* [Your instructions]: Every entry needs to be given again exactly as it reads.

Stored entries

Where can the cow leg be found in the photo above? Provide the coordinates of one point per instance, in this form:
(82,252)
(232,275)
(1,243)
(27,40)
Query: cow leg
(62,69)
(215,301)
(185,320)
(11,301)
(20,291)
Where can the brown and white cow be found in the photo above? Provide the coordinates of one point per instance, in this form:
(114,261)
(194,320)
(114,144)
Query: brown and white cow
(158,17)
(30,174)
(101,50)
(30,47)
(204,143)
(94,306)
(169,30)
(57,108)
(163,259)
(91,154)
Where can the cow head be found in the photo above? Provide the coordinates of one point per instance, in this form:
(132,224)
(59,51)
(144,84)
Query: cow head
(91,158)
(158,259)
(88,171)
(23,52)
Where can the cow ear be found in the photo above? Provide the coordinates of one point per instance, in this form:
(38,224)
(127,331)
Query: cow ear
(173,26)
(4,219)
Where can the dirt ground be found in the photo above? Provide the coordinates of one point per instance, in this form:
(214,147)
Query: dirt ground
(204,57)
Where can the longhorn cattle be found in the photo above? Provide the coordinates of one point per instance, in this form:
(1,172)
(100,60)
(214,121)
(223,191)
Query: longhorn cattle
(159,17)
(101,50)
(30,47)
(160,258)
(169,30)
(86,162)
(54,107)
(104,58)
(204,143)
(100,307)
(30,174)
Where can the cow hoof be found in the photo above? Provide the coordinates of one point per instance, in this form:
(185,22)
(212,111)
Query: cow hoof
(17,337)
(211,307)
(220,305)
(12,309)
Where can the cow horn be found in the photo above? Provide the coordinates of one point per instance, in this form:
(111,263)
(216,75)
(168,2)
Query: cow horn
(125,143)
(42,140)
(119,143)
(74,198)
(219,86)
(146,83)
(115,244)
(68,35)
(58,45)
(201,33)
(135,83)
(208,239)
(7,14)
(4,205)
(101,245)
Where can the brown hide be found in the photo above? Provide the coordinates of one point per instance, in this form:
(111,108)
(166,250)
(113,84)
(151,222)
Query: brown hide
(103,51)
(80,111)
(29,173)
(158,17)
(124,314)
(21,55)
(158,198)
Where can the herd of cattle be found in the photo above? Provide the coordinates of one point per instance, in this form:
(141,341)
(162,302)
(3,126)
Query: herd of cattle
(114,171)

* [Output for this exercise]:
Where can the cow leg be found in the photo above? Provide the coordinates of one point per instance, in this form:
(82,252)
(232,275)
(1,243)
(27,40)
Query: cow leg
(62,69)
(215,301)
(185,320)
(11,301)
(20,291)
Where can the brown and white cow be found in the photo above? Provide the coordinates of one point per instance, in this form:
(114,261)
(194,320)
(114,144)
Query: brown and white cow
(158,17)
(30,174)
(101,50)
(30,47)
(204,143)
(94,306)
(169,30)
(57,108)
(163,259)
(91,154)
Where can the cow head be found in the photo above? Provide the coordinates of one point per instance, in this form:
(132,224)
(59,51)
(144,84)
Query: cow head
(91,158)
(158,259)
(88,171)
(23,52)
Where can the cow ear be found in the photo above? Provide the coordinates of one point per instance, in this form:
(38,224)
(127,331)
Query: cow ear
(173,26)
(4,219)
Where can the dirt ground be found in the photo above? Provide the coordinates of one point per instance, in this form:
(214,147)
Query: dirt ground
(204,57)
Where can the longhorn cattle be found in the photo above? Provide the coordinates of one point per instance, in this form:
(1,172)
(100,60)
(214,121)
(223,191)
Query: longhorn cattle
(159,17)
(101,50)
(30,47)
(160,258)
(169,30)
(86,162)
(54,107)
(104,58)
(204,143)
(100,307)
(30,174)
Where can the cow hoof be found in the photo above? Provide the coordinates of one point per instance, in this form:
(185,22)
(212,111)
Query: cow hoof
(17,337)
(211,307)
(220,305)
(12,309)
Where can the cow horn be found in the photo above? Provide the coordinates of one point per instance, in this form:
(111,263)
(216,75)
(168,2)
Query: cow horn
(125,143)
(42,140)
(119,143)
(74,198)
(219,86)
(146,83)
(115,244)
(68,35)
(58,45)
(201,33)
(135,83)
(208,239)
(7,14)
(4,205)
(101,245)
Where can the brown hide be found in the photo above? Provide the coordinates of one point per instance, in this form:
(111,108)
(166,250)
(113,84)
(151,222)
Query: brown hide
(103,51)
(80,111)
(29,173)
(158,17)
(124,314)
(21,55)
(158,198)
Where can the herd of cattle be found in the photo above? Provide the coordinates of one point per instance, in this form:
(141,341)
(162,302)
(3,126)
Query: herd of cattle
(114,171)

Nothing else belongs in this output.